Surgical Oncology and Colorectal Surgery

Organ Cancer Surgery

Female doctor smiling

Surgical Oncology is a discipline within the field of general surgery that specializes in the surgical treatment of cancer. Organ cancer surgery is the oldest and still is the most widespread, most effective treatment and therapy available to treat different cancerous tumors.

What Does A Surgical Oncologist Do?

A surgical oncologist is different from a general surgeon in that a surgical oncologist is trained and can practice the discipline of general surgery in addition to being able to know how to modify and append different types of treatments to organ cancer surgery. This additional training to be a surgical oncologist usually takes about two years on top of the training received for general surgery. Included in this training are advanced methods in surgery, additional updated techniques in treating serious cancers and developing a keen understanding of additional treatment methods of anti-cancer treatment such as a working knowledge of chemotherapy and radiation therapy and how it integrates with organ cancer surgery.

How Does Organ Cancer Surgery Work?

- [PROVIDED INFORMATION]:
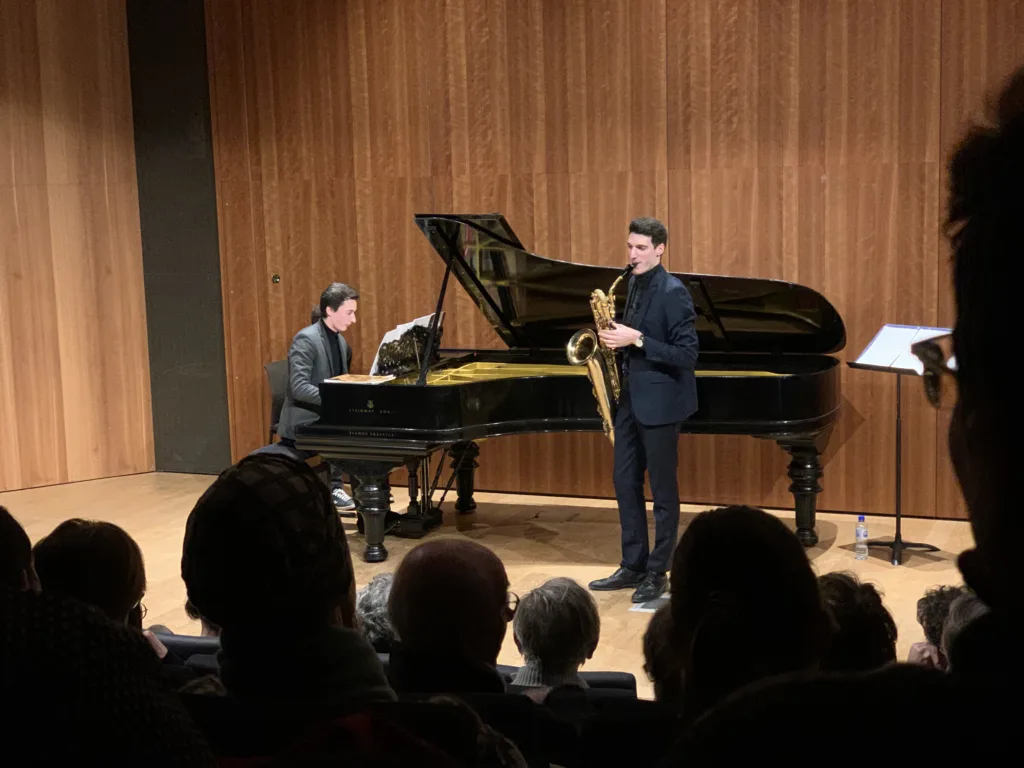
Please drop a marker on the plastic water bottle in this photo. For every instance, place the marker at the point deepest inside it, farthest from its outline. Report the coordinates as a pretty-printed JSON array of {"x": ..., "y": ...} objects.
[{"x": 860, "y": 548}]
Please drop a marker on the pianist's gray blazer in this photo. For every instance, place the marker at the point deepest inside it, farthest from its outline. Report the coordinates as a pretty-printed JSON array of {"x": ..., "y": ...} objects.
[{"x": 308, "y": 365}]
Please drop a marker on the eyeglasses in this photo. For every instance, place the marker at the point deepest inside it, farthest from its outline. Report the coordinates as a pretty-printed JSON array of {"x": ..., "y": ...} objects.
[
  {"x": 511, "y": 603},
  {"x": 939, "y": 375}
]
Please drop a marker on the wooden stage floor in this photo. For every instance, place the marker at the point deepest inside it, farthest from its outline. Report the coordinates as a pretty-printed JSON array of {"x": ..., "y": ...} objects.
[{"x": 537, "y": 537}]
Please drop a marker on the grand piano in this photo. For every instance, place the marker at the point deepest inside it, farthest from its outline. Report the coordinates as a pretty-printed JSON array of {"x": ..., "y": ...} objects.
[{"x": 764, "y": 370}]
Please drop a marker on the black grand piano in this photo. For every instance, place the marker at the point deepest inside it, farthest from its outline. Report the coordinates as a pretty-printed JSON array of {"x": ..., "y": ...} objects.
[{"x": 764, "y": 371}]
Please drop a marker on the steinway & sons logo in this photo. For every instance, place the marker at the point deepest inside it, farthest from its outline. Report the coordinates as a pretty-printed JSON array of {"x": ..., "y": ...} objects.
[{"x": 370, "y": 409}]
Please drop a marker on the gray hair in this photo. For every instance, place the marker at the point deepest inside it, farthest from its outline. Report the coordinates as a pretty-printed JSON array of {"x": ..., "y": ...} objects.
[
  {"x": 963, "y": 611},
  {"x": 371, "y": 607},
  {"x": 557, "y": 626}
]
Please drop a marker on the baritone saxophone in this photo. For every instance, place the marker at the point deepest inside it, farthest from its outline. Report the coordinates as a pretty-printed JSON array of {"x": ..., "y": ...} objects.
[{"x": 585, "y": 348}]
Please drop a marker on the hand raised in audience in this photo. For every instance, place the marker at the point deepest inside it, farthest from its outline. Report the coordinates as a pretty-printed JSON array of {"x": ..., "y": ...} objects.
[
  {"x": 926, "y": 654},
  {"x": 159, "y": 648}
]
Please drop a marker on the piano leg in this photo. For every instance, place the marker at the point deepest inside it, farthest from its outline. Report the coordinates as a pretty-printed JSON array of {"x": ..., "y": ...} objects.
[
  {"x": 464, "y": 464},
  {"x": 414, "y": 487},
  {"x": 805, "y": 471},
  {"x": 373, "y": 496}
]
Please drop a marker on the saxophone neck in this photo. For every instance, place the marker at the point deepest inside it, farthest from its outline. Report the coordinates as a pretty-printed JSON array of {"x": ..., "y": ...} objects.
[{"x": 624, "y": 273}]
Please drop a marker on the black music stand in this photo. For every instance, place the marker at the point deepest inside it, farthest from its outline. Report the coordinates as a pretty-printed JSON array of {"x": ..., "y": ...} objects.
[{"x": 890, "y": 352}]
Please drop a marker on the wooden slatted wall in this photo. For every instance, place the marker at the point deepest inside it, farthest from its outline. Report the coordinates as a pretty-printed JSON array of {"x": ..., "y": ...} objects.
[
  {"x": 800, "y": 139},
  {"x": 74, "y": 364}
]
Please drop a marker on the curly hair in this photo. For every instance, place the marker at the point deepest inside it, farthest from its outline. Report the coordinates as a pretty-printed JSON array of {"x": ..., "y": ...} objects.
[
  {"x": 933, "y": 608},
  {"x": 740, "y": 572},
  {"x": 557, "y": 626},
  {"x": 371, "y": 607},
  {"x": 95, "y": 562},
  {"x": 660, "y": 662},
  {"x": 264, "y": 547},
  {"x": 864, "y": 633}
]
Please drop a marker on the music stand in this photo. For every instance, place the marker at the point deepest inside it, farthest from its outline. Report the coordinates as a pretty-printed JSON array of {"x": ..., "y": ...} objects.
[{"x": 890, "y": 352}]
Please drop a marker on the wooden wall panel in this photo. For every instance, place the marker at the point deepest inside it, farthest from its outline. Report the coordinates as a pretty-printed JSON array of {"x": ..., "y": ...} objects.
[
  {"x": 797, "y": 139},
  {"x": 75, "y": 397}
]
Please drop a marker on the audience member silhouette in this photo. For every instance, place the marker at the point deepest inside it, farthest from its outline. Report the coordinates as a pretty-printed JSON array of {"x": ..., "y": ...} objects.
[
  {"x": 450, "y": 605},
  {"x": 556, "y": 629},
  {"x": 79, "y": 689},
  {"x": 986, "y": 227},
  {"x": 371, "y": 608},
  {"x": 265, "y": 558},
  {"x": 965, "y": 609},
  {"x": 660, "y": 660},
  {"x": 16, "y": 568},
  {"x": 863, "y": 635},
  {"x": 933, "y": 608},
  {"x": 95, "y": 562},
  {"x": 744, "y": 604}
]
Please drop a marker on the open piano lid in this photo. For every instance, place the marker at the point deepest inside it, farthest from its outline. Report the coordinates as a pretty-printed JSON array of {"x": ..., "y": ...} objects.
[{"x": 534, "y": 302}]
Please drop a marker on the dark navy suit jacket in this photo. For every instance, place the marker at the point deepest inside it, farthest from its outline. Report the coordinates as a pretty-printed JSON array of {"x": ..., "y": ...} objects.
[{"x": 662, "y": 385}]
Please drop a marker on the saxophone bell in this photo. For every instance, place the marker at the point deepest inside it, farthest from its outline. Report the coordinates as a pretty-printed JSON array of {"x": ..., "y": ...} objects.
[{"x": 585, "y": 348}]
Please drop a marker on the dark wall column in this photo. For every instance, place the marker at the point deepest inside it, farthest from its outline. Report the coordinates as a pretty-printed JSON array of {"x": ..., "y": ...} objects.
[{"x": 178, "y": 213}]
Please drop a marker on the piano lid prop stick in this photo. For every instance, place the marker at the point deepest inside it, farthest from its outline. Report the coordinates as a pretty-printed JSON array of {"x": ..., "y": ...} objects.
[{"x": 433, "y": 328}]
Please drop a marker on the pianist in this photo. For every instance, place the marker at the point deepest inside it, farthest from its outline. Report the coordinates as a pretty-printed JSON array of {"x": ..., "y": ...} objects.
[
  {"x": 318, "y": 352},
  {"x": 657, "y": 345}
]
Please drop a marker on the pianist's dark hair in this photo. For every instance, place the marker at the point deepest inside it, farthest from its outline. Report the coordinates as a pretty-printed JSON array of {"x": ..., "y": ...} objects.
[
  {"x": 985, "y": 223},
  {"x": 651, "y": 227},
  {"x": 335, "y": 295}
]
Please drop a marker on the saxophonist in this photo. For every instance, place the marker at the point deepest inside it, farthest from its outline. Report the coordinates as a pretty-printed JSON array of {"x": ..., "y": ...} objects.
[{"x": 657, "y": 342}]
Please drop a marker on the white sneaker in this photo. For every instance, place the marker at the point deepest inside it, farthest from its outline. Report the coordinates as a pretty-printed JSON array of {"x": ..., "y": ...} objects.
[{"x": 342, "y": 500}]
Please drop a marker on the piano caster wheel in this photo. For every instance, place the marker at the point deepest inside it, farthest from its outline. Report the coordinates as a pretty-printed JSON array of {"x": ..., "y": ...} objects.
[
  {"x": 375, "y": 553},
  {"x": 807, "y": 537}
]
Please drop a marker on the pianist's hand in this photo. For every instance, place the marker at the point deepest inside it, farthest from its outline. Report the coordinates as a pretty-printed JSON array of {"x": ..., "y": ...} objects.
[{"x": 619, "y": 336}]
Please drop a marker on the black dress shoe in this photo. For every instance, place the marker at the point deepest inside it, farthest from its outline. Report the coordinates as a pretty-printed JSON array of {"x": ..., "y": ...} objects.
[
  {"x": 621, "y": 580},
  {"x": 652, "y": 586}
]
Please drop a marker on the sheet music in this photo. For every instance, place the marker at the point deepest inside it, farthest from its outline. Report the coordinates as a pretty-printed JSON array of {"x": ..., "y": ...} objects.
[
  {"x": 891, "y": 347},
  {"x": 395, "y": 333}
]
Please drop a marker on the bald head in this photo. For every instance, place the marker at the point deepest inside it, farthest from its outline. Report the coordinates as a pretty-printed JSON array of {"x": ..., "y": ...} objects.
[{"x": 450, "y": 596}]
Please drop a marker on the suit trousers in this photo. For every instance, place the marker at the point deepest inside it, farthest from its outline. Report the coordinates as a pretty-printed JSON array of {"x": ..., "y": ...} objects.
[
  {"x": 655, "y": 450},
  {"x": 337, "y": 477}
]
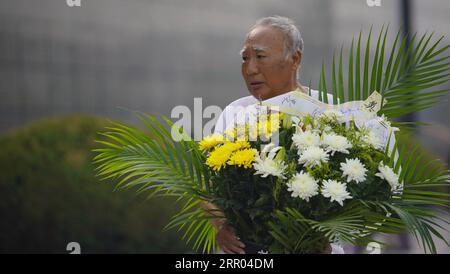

- [ASSIGNMENT 1]:
Answer these from the surgical oncology page:
(a) How long does the additional training for a surgical oncologist usually take?
(b) Besides being the oldest, what two qualities does the page claim for organ cancer surgery as a cancer treatment?
(c) Which two anti-cancer treatments does the page name as part of a surgical oncologist's working knowledge?
- [ASSIGNMENT 2]:
Using the surgical oncology page, explain how a surgical oncologist differs from a general surgeon.
- [ASSIGNMENT 3]:
Reproduce the surgical oncology page from the words containing "Female doctor smiling" through the words ending with "Surgical Oncologist Do?".

- [SOLUTION 1]:
(a) About two years on top of the training received for general surgery.
(b) It is still the most widespread and the most effective treatment available for cancerous tumors.
(c) Chemotherapy and radiation therapy.

- [SOLUTION 2]:
A surgical oncologist is trained in general surgery and can practice it. A surgical oncologist also knows how to modify and add different types of treatments to organ cancer surgery.

- [SOLUTION 3]:
Female doctor smiling

Surgical Oncology is a discipline within the field of general surgery that specializes in the surgical treatment of cancer. Organ cancer surgery is the oldest and still is the most widespread, most effective treatment and therapy available to treat different cancerous tumors.

What Does A Surgical Oncologist Do?